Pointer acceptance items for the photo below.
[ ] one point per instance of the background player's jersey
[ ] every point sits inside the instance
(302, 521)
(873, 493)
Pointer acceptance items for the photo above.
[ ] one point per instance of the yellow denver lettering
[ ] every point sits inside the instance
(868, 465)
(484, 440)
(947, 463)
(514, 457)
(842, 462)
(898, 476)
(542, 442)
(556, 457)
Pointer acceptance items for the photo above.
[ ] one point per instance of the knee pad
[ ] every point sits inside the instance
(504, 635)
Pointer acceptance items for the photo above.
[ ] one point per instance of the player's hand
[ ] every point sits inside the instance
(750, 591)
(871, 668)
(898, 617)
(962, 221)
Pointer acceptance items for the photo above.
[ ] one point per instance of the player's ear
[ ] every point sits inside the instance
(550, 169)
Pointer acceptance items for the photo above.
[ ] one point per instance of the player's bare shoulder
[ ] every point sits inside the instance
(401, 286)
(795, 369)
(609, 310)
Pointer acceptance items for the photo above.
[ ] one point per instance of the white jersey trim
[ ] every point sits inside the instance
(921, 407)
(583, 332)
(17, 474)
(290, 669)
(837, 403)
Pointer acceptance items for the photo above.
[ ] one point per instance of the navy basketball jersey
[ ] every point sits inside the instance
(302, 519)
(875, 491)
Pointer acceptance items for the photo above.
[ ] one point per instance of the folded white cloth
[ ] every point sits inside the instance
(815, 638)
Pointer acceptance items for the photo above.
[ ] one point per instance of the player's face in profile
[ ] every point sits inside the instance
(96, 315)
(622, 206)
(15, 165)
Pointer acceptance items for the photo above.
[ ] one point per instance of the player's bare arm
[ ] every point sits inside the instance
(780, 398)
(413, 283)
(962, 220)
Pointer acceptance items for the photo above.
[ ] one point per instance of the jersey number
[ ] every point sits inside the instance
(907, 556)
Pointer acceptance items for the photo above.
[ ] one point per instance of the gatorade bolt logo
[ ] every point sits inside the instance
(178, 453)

*Instruction*:
Repeat the data exactly. Leave nothing out.

*Output for this exercise*:
Pointer acceptance items for the photo below.
[ ] one point per instance of the background player's jersey
[ ] every point sits inside the instance
(302, 521)
(873, 493)
Pointer acceptance items for the photo above.
[ ] one point per instance of the yellow denver lettering
[ ] every point sits inside the instance
(868, 465)
(484, 440)
(947, 463)
(514, 457)
(842, 462)
(898, 476)
(542, 442)
(556, 457)
Pointer acceptance items for the photo above.
[ ] one point per instance of the knee pad
[ ] every point sits inside the instance
(504, 635)
Pointer acceptance items for the photo above.
[ ] one point per instance of the player's hand
[ ] every point sits inside the instance
(750, 591)
(871, 668)
(898, 617)
(962, 221)
Pointer acceptance items for the photo above.
[ ] one point per instance of the player's ear
[ ] every point sits inside the instance
(550, 169)
Pointer acceptance items for the photo above.
[ ] one point per instance of the player's bare shoulder
[ ] every point sits inside the instance
(401, 286)
(795, 369)
(609, 310)
Pointer acceptance items for the photo above.
[ ] one point per instance of the white jersey trim
[ ] every point sits inside the instance
(921, 407)
(583, 332)
(17, 474)
(290, 669)
(837, 403)
Pointer acceptance items for the photo above.
[ ] one point per instance of the navy basketball jersey
[ ] every point sits inside the instance
(302, 519)
(875, 491)
Pointer acceptance items for the photo above.
[ ] one point per instance of the folded white cloth
[ ] every point sits inside the instance
(815, 638)
Pointer acceptance items for the photo above.
[ ] one point per instance of the player's face in profile
[ ] every point sits inside the instance
(96, 315)
(622, 206)
(15, 165)
Pointer acceptance items for the photo above.
[ ] one point per instance of the player's bare arm
[ ] every point sits inside the instance
(780, 398)
(413, 283)
(962, 220)
Pointer acceptance items for the photo above.
[ ] one point per instance of the jersey number
[ ] every point sits inside the instance
(907, 556)
Pointer acceptance items for the photo above.
[ ] one point per instance of the gatorade bolt logo
[ ] every point sits inside the instance
(178, 453)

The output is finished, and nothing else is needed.